Rewrite the lines from the start of the records through the line containing "[(126, 159)]", both included, with the requests kept and every coordinate in the answers multiplied by 2.3 and rounded to the nearest whole number, halves rounded up. Leave out the pictures.

→ Dataset records
-- Begin --
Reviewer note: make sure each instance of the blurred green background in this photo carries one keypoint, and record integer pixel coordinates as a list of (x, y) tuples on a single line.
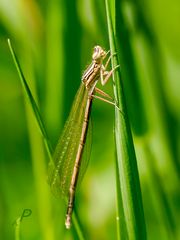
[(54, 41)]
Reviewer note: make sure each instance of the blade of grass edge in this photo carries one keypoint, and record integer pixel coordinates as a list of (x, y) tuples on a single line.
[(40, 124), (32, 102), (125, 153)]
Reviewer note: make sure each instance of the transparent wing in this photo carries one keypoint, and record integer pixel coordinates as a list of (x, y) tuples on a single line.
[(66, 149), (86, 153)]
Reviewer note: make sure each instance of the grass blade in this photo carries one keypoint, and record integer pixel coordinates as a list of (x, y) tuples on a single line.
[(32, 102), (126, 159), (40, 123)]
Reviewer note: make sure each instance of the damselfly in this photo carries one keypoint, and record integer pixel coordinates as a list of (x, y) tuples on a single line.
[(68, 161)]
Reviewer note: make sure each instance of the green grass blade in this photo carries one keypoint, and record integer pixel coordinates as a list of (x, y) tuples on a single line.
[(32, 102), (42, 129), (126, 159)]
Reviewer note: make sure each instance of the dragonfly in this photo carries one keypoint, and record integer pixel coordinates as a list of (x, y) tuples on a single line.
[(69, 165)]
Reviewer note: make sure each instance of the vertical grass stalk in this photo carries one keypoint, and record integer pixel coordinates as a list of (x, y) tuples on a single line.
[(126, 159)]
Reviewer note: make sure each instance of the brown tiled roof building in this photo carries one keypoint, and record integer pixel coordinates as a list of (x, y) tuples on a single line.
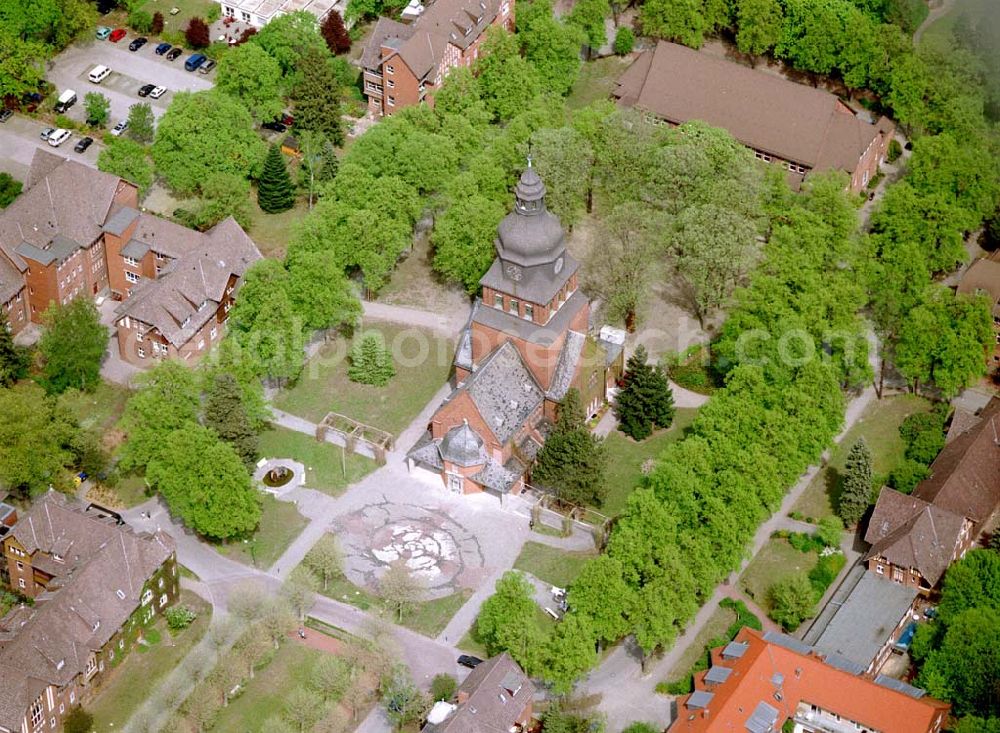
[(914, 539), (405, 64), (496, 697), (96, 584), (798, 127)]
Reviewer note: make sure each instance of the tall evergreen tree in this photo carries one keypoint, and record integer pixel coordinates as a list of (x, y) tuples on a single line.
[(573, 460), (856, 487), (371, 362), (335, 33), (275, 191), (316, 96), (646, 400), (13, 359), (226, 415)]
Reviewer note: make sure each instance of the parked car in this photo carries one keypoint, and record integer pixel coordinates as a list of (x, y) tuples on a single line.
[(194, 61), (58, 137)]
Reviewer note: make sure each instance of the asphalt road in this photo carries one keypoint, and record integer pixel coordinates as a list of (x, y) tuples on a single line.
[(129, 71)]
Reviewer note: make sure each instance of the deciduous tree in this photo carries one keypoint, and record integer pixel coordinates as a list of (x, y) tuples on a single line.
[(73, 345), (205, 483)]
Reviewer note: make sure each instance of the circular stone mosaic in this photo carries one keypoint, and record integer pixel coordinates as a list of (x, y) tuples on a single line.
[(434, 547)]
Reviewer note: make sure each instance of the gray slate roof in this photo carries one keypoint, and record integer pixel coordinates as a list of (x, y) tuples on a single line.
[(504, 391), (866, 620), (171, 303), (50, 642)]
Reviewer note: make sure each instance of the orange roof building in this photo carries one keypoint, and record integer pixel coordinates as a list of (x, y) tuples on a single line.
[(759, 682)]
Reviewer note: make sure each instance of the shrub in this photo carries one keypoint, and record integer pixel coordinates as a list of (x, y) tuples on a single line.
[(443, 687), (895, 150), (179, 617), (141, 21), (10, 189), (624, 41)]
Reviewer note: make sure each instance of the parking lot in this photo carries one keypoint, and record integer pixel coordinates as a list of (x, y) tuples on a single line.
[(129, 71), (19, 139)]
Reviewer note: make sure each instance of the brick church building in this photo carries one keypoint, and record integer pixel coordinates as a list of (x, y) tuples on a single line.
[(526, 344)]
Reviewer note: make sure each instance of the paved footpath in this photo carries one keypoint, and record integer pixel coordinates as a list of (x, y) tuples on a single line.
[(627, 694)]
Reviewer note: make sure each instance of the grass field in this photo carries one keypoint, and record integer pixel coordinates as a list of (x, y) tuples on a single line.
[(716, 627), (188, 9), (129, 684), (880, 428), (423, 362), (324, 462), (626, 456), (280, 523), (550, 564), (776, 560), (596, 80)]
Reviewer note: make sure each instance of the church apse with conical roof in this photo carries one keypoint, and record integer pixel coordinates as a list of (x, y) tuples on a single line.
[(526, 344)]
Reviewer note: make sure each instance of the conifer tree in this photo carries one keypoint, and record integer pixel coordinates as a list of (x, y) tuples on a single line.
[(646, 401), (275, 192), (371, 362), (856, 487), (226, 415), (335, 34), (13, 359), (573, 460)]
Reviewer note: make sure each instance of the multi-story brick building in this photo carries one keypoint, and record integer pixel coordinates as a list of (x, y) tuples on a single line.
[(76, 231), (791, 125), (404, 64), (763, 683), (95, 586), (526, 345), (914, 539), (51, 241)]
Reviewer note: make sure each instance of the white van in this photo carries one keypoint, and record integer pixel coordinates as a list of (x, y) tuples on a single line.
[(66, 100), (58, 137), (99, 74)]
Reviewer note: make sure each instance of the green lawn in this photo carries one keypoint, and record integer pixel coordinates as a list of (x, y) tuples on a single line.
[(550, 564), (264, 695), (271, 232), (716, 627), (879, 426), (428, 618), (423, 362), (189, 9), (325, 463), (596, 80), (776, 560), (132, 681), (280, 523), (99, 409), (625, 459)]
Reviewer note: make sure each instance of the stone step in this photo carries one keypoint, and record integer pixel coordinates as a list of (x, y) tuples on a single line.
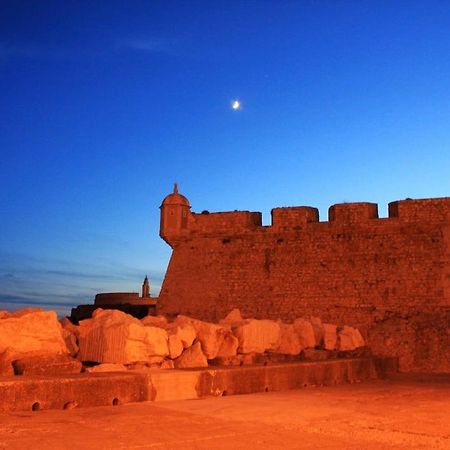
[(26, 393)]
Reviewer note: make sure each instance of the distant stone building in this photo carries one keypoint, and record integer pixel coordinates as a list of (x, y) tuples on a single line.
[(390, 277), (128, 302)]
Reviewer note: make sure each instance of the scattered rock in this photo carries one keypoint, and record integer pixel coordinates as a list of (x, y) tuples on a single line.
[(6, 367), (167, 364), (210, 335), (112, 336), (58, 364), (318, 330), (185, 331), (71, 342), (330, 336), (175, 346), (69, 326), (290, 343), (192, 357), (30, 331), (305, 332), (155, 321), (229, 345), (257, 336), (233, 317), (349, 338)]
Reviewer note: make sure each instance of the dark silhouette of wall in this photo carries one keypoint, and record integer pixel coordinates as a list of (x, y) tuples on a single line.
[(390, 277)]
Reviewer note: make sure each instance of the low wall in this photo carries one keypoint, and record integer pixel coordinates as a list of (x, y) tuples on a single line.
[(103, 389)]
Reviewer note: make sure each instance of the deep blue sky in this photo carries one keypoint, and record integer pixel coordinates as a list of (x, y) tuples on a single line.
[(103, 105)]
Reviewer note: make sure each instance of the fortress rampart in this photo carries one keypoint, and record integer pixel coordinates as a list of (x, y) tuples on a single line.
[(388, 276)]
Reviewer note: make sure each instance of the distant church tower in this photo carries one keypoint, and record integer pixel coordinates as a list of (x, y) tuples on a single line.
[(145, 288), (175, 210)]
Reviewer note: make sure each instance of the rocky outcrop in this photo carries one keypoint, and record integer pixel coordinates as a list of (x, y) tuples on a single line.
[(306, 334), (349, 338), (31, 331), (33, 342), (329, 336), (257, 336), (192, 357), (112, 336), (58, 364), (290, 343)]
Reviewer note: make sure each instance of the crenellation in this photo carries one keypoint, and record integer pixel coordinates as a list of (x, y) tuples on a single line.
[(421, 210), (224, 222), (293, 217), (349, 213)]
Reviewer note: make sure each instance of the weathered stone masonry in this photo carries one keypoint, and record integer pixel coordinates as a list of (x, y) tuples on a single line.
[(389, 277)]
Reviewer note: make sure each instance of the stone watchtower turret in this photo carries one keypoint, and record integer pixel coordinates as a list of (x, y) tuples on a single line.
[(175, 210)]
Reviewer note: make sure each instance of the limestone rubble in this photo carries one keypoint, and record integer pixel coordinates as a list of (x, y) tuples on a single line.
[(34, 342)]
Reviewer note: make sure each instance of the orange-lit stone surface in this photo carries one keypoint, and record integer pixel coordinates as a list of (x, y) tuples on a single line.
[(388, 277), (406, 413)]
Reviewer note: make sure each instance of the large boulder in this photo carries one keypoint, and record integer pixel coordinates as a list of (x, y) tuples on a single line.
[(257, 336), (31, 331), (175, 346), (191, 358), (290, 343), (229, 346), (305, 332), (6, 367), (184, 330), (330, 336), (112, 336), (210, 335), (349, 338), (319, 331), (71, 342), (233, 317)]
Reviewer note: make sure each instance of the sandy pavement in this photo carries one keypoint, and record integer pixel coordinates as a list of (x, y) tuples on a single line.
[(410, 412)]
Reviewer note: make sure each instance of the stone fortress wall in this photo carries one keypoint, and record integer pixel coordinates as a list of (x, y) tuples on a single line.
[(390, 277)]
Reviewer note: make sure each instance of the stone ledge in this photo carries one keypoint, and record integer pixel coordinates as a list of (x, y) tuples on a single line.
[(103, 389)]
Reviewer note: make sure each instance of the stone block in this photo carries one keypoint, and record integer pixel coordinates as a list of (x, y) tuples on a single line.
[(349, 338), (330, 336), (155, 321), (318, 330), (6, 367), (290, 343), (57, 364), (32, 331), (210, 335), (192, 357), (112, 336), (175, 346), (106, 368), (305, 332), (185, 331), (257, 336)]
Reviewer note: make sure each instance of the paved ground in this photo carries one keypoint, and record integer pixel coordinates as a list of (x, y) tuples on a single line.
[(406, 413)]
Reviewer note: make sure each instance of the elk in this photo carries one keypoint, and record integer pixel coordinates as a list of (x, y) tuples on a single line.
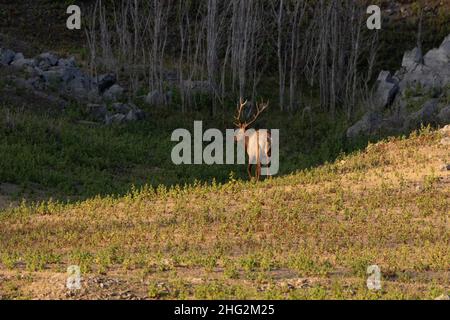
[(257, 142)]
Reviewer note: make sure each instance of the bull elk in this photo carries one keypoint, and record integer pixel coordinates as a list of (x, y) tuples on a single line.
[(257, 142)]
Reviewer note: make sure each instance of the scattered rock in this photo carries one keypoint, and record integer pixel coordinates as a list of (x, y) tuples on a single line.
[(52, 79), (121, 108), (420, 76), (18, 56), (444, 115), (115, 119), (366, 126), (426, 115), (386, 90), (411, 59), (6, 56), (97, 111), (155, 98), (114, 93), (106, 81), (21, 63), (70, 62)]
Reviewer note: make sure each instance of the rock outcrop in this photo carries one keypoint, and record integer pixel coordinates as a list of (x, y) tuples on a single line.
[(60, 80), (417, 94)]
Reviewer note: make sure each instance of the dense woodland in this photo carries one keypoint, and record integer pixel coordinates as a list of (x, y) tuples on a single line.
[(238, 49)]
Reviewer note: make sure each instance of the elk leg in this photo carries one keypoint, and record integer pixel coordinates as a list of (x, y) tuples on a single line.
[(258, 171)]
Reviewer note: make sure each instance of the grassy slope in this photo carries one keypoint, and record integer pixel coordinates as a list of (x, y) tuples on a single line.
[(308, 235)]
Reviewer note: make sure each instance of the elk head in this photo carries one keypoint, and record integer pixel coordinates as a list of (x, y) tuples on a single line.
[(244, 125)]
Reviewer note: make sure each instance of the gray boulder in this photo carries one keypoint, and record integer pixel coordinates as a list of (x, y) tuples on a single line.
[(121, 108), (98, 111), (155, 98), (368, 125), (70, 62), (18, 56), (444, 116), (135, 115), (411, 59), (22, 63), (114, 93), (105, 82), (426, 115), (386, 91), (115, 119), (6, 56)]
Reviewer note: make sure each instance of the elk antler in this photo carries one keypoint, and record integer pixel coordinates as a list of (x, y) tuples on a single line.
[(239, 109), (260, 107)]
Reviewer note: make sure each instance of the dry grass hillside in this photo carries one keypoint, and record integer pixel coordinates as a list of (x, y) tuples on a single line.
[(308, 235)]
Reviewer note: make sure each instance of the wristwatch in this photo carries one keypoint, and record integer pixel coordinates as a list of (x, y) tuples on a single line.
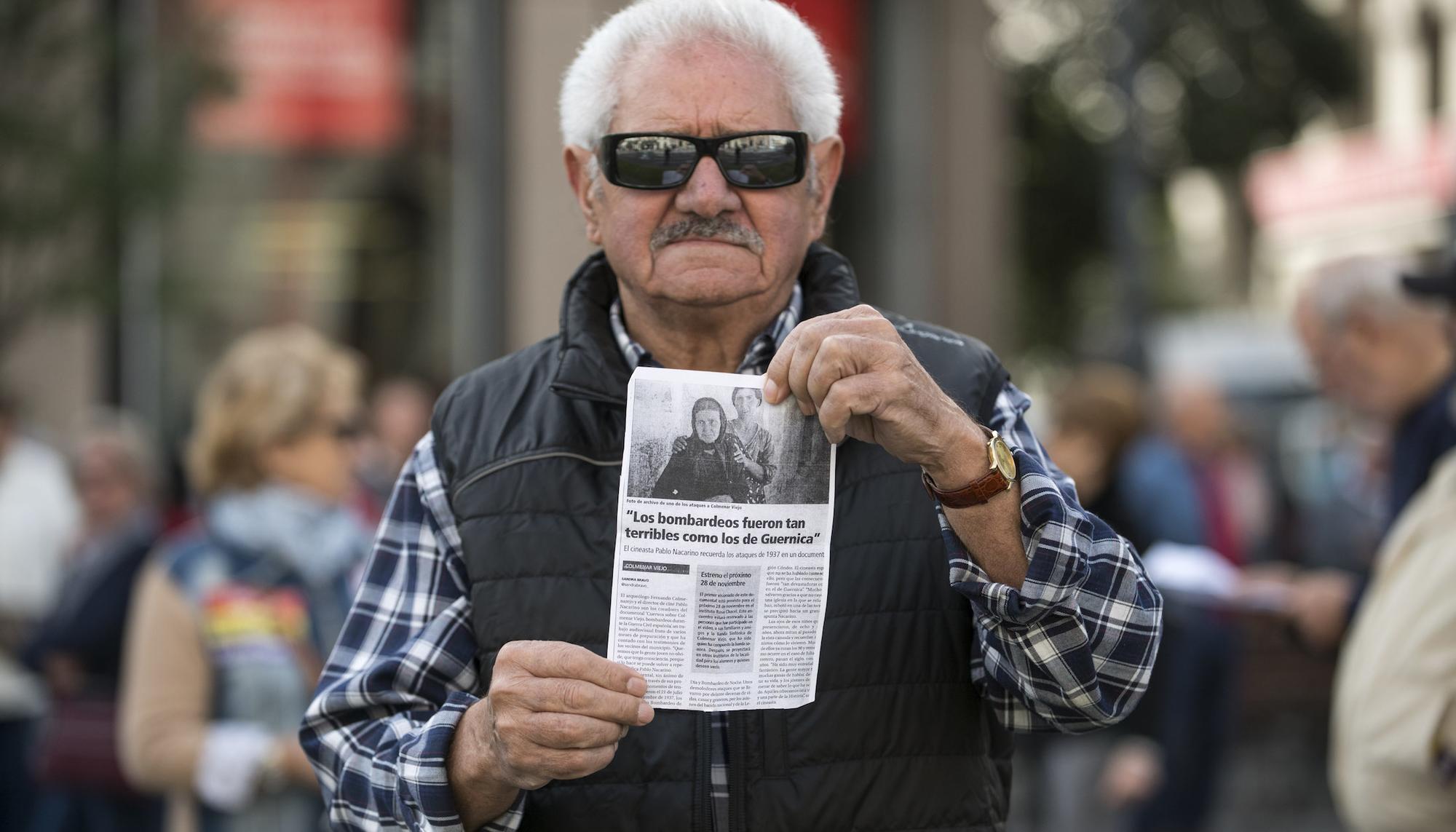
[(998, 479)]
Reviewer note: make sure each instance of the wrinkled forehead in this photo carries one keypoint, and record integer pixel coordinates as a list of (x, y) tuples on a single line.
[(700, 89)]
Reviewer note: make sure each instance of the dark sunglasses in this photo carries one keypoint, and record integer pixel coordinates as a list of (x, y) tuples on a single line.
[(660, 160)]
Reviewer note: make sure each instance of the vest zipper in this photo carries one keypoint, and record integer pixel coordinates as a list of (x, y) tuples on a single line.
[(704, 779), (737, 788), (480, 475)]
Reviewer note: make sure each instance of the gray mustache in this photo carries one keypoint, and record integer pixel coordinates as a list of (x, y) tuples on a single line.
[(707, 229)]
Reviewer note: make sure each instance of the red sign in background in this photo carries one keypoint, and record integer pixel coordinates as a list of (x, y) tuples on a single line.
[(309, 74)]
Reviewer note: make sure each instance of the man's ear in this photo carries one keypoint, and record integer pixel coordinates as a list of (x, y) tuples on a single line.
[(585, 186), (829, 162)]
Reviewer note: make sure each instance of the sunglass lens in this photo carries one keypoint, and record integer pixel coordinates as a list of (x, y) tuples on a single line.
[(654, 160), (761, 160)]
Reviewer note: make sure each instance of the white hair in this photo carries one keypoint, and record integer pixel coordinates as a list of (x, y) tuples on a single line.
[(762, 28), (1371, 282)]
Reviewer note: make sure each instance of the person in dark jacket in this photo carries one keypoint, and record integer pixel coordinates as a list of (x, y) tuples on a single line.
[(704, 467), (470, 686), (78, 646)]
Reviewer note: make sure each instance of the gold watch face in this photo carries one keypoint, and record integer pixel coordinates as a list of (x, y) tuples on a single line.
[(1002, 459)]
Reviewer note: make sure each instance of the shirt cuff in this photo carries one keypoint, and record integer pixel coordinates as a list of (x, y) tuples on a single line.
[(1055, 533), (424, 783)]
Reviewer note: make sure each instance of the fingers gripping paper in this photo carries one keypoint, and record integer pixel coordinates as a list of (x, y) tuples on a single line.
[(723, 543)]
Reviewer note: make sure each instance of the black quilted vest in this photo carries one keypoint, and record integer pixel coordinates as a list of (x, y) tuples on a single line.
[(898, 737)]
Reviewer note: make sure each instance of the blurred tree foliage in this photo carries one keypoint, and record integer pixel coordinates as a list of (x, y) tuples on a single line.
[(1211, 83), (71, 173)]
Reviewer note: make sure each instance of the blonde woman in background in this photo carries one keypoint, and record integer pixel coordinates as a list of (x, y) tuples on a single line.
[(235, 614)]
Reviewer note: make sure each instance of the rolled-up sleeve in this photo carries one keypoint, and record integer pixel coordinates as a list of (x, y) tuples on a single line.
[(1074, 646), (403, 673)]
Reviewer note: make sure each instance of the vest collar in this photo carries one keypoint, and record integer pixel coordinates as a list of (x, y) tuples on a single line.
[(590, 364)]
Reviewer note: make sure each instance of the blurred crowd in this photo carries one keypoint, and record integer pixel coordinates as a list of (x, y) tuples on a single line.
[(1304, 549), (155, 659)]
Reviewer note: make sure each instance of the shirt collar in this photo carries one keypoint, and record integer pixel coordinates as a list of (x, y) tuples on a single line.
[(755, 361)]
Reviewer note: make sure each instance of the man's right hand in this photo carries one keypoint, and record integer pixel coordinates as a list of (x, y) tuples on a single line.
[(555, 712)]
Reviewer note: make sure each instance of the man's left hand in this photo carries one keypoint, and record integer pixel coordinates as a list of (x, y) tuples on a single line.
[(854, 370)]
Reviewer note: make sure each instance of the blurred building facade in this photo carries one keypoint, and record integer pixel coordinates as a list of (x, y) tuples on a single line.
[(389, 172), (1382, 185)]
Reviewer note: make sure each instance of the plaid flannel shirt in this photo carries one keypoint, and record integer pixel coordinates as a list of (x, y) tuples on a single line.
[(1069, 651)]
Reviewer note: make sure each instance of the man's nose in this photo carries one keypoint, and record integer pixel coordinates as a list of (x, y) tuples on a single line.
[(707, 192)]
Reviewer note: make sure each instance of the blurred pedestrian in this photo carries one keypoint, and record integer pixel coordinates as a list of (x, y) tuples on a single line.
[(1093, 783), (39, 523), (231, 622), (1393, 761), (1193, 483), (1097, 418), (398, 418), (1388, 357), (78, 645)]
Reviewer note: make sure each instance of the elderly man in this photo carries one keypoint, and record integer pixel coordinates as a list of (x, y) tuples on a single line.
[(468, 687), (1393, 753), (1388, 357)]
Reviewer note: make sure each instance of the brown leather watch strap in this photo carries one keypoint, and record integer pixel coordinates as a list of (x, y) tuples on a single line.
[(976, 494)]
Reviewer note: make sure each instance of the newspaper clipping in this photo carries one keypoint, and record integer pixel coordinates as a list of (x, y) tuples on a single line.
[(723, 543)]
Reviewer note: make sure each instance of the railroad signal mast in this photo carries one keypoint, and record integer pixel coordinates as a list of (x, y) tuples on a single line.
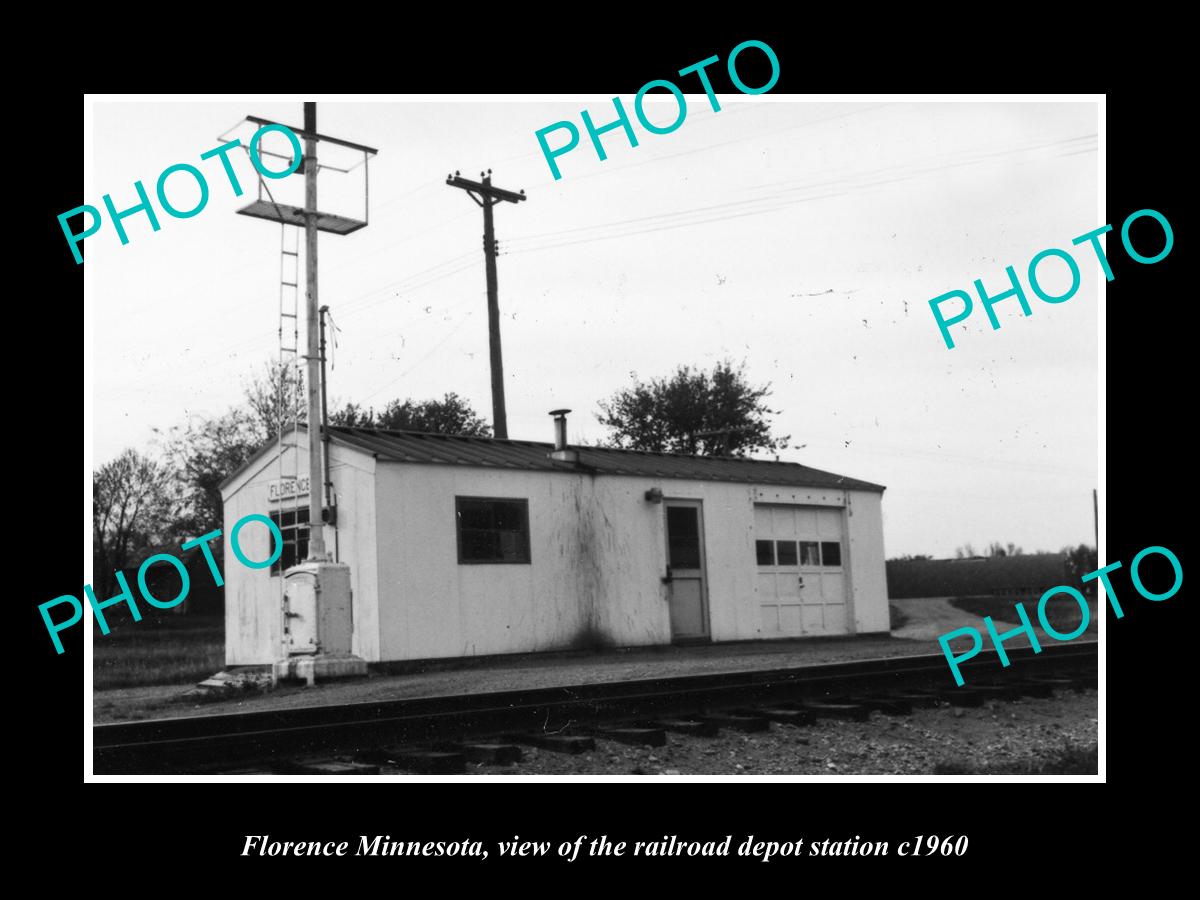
-- End --
→ Answer to the exercise
Reviewer note: make sure each instance of the blurred green background in this photo carries one keypoint, and record integer pixel coordinates as a list of (x, y) tuples on a single line.
[(124, 94)]
Reviewer note: make sure each instance of the blade of grass edge in this photo carries one keypoint, and record integer pixel coordinates as a list of (x, y) tuples on a single line.
[(92, 285), (74, 235), (288, 352)]
Reviewer note: make sure each instance of the transparent wing in this photo carries one keypoint, and record integer pixel coordinates as a list of (x, y) tuples on a single line.
[(152, 343), (198, 352)]
Reviewer note: make sure each instance of the grass blade in this photo carries one keypoint, and record integer pixel coordinates as a list of (x, y) tuples on a single line.
[(74, 235), (290, 366), (92, 283)]
Reviewer note: make sure each instance of the damselfly in this photo carries one keypoint, and record integer pixel coordinates as a list of (x, y) tuples on a single line.
[(156, 370)]
Reviewer note: make sure each instance of the green grass blade in this photo carries one keypoint, and record integer pixel coordinates as a list of (x, y) tuples on a single line.
[(74, 235), (97, 297), (290, 366)]
Reviewer note: make sure each instance of the dragonfly in this photo carries one keypoint, and record integer pixel coordinates as a list of (x, y) tuples on a single line.
[(159, 380)]
Reviewer note: make sure each instance of the vertical grass stalk in this photo carries one keypoint, and record integer pixel coordinates as a list of (x, y) tuples on a single line.
[(290, 366)]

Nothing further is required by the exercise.